Start of Provided text

In a video embedded in this post on Werner Vogels’ blog, Joshua Baer of OtherInbox talks with Vogels (the CTO of Amazon.com) about how OtherInbox has been able to use Amazon Web Services(AWS) in imaginative ways to stave off the day when they’ll have to figure out how to run their database on more than one box.
This video was shot (I recognize the room) right after the excellent “Scaling Rails Applications in the Cloud” talk that OtherInbox co-founder and chief hacker Mike Subelsky gave at SxSW interactive. I was at the talk and can attest that it was very informative about the virtues and advantages of AWS (though it didn’t really focus all that much on Rails per se). One of the most interesting things (mentioned in the Josh Baer video) about their scaling strategy is that they were able to take the most data-intensive pieces of their DB and push them into Amazon S3 as files, taking that load off the database. OtherInbox provides email services, so the biggest pieces of data are the bodies of the email messages themselves. Baer points out that the business logic of making a web-based email client like this dictates that you have several copies of each message: the original one (with all the headers, ASCII entities, etc), an HTML version, and a text version. So three files per message, each of which needs to be accessed in different ways. You can imagine that that would be a hell of a lot of reads and writes to the same DB table if you were housing all of that data in an RDBMS. The idea of simply pushing those messages into the Amazon storage cloud as files seems like a pretty elegant solution. The DB still gets hit for the pointers to those messages, but the amount of data you’re moving in and out of the DB becomes drastically reduced.

End of Provided text
Start of Given information

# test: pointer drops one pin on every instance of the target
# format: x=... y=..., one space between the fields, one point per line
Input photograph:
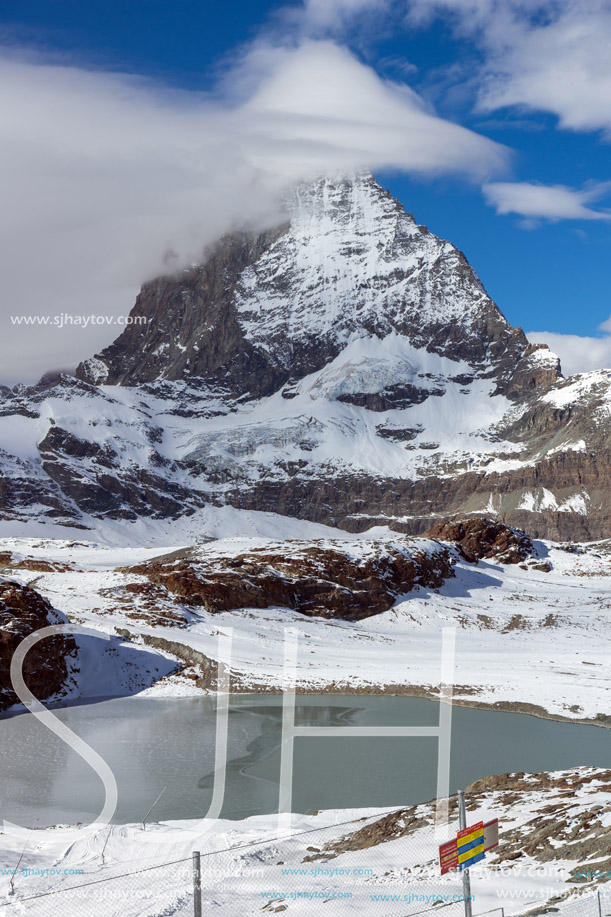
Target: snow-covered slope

End of Given information
Start of Given information

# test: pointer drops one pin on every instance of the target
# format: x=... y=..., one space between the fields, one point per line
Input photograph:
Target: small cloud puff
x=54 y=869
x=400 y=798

End of Given information

- **Tasks and exercises**
**1)** Answer these questions from the post about OtherInbox and Amazon Web Services:
(a) What position is Werner Vogels said to hold?
(b) What was the title of the talk Mike Subelsky gave at SxSW interactive?
(c) Which three versions of each email message does Baer say a web-based email client needs?
**2)** Please carry on the post about OtherInbox and Amazon Web Services from the point where it stops.

- **The replies**
**1)**
(a) He is the CTO of Amazon.com.
(b) "Scaling Rails Applications in the Cloud"
(c) The original message with all the headers and ASCII entities, an HTML version, and a text version.

**2)**
Conceptually, this reminds me of some of the new, object-and-document-oriented DB-ish things that are coming along, like CouchDB, or Amazon’s own SimpleDB. The idea being that if you have something that can be stored as a set of key/value pairs, you simply jam those pairs into an object DB that doesn’t really care about their structure beyond that. To retrieve them, you run map/reduce-style queries on the dataset and rely on other pieces of your architecture to do the more refined sorting/processing that you might normally let Oracle or MySQL or whatever handle. Or else you just use that map/reduce query to get your list of pointers from SimpleDB, as the InfoWorld article points out:
SimpleDBis meant to be used with Amazon’s Simple Storage Service (S3), because each of the values in the pairs is limited to 1,024 bytes. That’s enough for many strings, but it’s not enough for many content engines. So you store a pointer to the data in S3.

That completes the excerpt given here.